- _EXERCISE INSTRUCTIONS_
Copy the data from its first line through the line holding "pixel 156 290", both included, and swap each "single pin" for "single marker". Keep all else the same and give back only those lines.

- _DATA SECTION_

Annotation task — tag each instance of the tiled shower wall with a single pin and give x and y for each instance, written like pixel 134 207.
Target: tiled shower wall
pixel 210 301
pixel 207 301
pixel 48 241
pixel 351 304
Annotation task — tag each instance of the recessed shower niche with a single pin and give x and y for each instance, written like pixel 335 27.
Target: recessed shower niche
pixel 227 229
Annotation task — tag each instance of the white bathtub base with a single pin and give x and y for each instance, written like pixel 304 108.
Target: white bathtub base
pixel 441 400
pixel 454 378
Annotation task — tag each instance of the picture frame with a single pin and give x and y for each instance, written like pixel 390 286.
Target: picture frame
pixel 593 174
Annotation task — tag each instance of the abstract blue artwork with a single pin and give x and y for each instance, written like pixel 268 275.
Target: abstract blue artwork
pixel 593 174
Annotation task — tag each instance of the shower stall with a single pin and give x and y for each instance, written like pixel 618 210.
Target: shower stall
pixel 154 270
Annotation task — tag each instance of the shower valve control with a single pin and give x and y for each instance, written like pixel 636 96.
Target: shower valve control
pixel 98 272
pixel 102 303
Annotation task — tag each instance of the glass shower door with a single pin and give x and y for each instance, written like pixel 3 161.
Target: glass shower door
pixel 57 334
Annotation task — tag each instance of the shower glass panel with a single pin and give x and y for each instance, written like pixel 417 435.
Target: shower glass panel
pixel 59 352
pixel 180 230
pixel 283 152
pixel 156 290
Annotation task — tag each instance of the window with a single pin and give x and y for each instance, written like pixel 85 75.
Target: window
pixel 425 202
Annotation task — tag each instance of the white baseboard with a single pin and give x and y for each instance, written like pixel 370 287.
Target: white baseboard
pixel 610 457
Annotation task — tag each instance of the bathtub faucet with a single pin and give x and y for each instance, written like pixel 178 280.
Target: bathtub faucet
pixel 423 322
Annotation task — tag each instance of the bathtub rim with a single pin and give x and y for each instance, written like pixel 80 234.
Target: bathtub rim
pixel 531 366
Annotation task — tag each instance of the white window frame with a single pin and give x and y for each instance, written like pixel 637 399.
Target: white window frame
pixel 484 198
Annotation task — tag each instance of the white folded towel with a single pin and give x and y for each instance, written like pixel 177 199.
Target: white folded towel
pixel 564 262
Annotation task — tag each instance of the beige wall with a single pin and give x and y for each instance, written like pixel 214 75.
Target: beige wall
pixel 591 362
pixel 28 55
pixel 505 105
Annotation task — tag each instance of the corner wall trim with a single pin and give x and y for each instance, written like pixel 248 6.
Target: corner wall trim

- _THE ANSWER_
Annotation task — tag each instance of the tiled shower wall with a single marker and give x and y for each instance, written like pixel 134 207.
Target: tiled shower wall
pixel 210 301
pixel 207 301
pixel 48 241
pixel 351 304
Annotation task — tag each instance of the recessed shower niche with a single marker and give x and y for each instance, written like pixel 335 27.
Target: recessed shower niche
pixel 227 229
Annotation task — tag each instance of the white bathtub base with a single marker and give x and y for each instance, written like pixel 304 108.
Target: white bathtub base
pixel 441 400
pixel 454 378
Annotation task — tag each instance of the picture frame with a single marker and give x and y for each instance, written like pixel 390 286.
Target: picture frame
pixel 593 174
Annotation task — tag each instance of the abstract blue artwork with a single marker and give x and y for each instance, written like pixel 268 275.
Target: abstract blue artwork
pixel 593 174
Annotation task — tag each instance of the shower stall with a single marker and give x and y for each instance, written like pixel 618 210.
Target: shower stall
pixel 154 270
Annotation task — tag each instance of the shower valve control with a single marker and give x and y for each instance, written like pixel 636 96.
Target: shower valve control
pixel 98 272
pixel 102 303
Annotation task — tag each instance of the glass shower door with a single marker and give x and y for each instance, written like pixel 3 161.
Target: glass shower door
pixel 57 334
Annotation task — tag each instance of the shower glass panel with a single marker and give x and y for each instance, written like pixel 417 435.
Target: shower glass panel
pixel 59 352
pixel 180 230
pixel 283 152
pixel 156 290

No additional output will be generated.